*What you are asked to do*:
Restate each entry word for word, leaving nothing out.

*Exercise inputs*:
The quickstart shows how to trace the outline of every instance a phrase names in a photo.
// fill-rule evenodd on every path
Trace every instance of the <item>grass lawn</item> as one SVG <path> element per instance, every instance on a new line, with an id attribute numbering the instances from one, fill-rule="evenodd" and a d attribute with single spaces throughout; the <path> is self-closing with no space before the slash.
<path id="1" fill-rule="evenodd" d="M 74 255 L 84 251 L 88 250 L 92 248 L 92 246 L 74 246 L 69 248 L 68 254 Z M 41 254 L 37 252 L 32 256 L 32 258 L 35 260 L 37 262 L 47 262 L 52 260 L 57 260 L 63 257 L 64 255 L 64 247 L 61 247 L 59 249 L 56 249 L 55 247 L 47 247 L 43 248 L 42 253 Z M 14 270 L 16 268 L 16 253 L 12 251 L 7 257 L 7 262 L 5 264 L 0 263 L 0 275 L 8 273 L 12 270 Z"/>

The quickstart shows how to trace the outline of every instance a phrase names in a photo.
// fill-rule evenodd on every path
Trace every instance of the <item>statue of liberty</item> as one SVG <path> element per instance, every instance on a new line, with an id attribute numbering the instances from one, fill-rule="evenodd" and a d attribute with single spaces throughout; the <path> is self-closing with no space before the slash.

*Complete output*:
The quickstart shows how to trace the outline of every instance a phrase names in a photo.
// fill-rule evenodd on every path
Trace every instance of the <item>grass lawn</item> as one SVG <path> element per instance, every instance on a new line, with an id attribute numbering the instances from one, fill-rule="evenodd" and a d attribute with single spaces throughout; the <path> is self-closing with no space before the slash.
<path id="1" fill-rule="evenodd" d="M 74 255 L 84 251 L 88 250 L 92 248 L 92 246 L 74 246 L 69 248 L 68 254 Z M 41 254 L 37 252 L 32 256 L 32 258 L 35 260 L 37 262 L 47 262 L 52 260 L 57 260 L 63 257 L 64 255 L 64 247 L 61 247 L 59 249 L 56 249 L 55 247 L 47 247 L 43 248 L 42 253 Z M 14 270 L 16 268 L 16 253 L 12 251 L 7 257 L 7 262 L 5 264 L 0 263 L 0 275 L 8 273 L 12 270 Z"/>

The quickstart shows how to trace the outline of every instance a phrase names in a photo.
// fill-rule evenodd on every path
Trace every instance of the <item>statue of liberty</item> as one SVG <path> element per instance, every instance on a new line, with an id attribute numbering the instances from one, fill-rule="evenodd" and a d attribute with single spaces throughout; the <path> is self-closing with no space before the slash.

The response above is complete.